__Work instructions__
**a.** In the text below on magic and language, what is an emic understanding?
**b.** Put the part of the listing below that runs from the line with "651, row 305." up to and including the line with "column 418, row 265" into a two-column CSV with the columns request and answer. Write one row per request, with its text and its answer each in a single quoted field and line breaks replaced by spaces.

__Given text__
— Begin —

They are two sides of the same enchanted coin, spinning in infinity. Whether one believes in magic, or simply in the emotional
weight which can be afforded to language, magical language nonetheless exists and can be
used to give and take power. Before we go any further, I want to present you with two powerful words which may not
be familiar to you. I think they will be useful in helping to unlock insight into the ways we
perceive reality, and how that can be fluid.
The first is 'emic'. An emic understanding, is an understanding of something within the context of its time or culture. An etic understanding is an understanding of something from the context of today - looking from the outside in. Think of them as being like the difference between
empathy and sympathy.
One's perception of reality can shift. Just as the shafts of sunlight between trees
illuminate and refocus. It depends on your standpoint.
So then, magic, for our purposes, is an etic understanding of an emic reality.
Magic has been transmogrified by time and journeyed through a forest of a thousand
interlacing corridors to find itself subsumed by endless definitions and explanations: inspiration,
weather, hallucination, gravity, power.

— End —

__Exercise data__
— Begin —

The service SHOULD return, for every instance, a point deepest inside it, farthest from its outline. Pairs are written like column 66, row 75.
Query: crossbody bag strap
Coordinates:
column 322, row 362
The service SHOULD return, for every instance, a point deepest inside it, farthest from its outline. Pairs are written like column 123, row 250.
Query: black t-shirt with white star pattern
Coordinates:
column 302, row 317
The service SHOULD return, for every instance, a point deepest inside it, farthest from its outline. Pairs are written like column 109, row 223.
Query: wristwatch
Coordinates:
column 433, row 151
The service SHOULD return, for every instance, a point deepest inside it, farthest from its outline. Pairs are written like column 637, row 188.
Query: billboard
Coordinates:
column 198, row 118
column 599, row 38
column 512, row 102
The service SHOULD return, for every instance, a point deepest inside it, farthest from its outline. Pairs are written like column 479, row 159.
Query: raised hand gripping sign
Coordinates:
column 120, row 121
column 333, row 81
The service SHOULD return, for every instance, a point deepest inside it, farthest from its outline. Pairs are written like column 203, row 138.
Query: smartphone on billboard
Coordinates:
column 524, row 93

— End —
— Begin —

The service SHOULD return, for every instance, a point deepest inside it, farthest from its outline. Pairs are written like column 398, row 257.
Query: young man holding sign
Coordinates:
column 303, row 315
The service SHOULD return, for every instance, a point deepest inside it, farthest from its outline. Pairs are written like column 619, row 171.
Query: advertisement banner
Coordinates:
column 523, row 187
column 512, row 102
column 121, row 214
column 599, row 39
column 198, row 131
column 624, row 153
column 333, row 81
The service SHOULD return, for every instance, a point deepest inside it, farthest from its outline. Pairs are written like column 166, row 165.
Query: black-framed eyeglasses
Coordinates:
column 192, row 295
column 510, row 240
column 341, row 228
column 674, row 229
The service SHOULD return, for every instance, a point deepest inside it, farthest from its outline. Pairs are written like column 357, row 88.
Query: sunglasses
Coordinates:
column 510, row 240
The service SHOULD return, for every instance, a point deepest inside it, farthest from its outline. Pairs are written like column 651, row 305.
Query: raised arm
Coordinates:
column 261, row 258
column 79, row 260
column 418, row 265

— End —
— Begin —

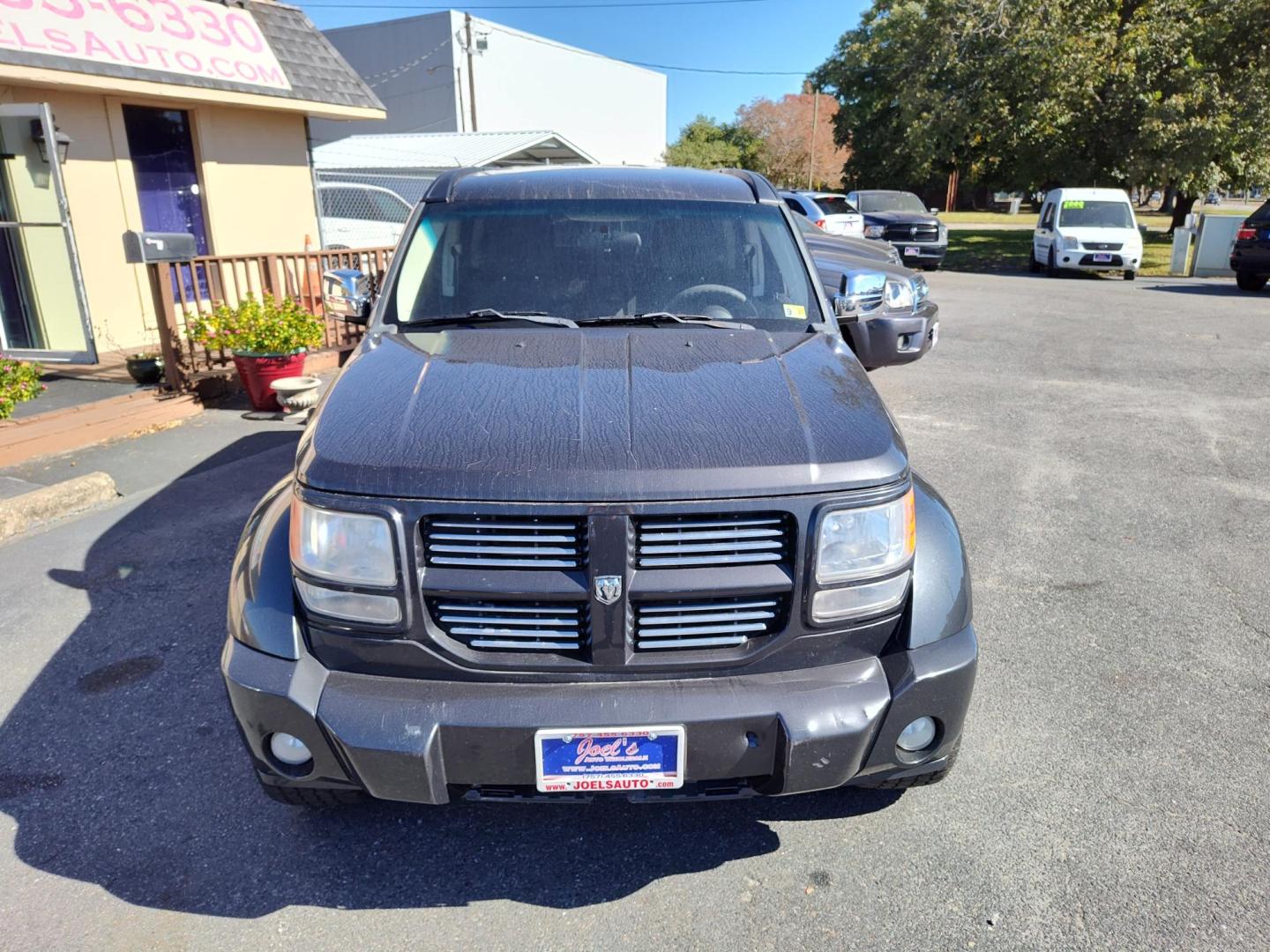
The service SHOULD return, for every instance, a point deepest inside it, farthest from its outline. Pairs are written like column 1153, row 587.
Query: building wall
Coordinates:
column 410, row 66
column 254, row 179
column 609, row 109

— End —

__Task results__
**a.** An understanding of something within the context of its time or culture.

**b.**
request,answer
"The service SHOULD return, for every instance, a point deepest inside it, farthest from its outline. Pairs are written like column 651, row 305. Query: raised arm Coordinates:","column 261, row 258 column 79, row 260 column 418, row 265"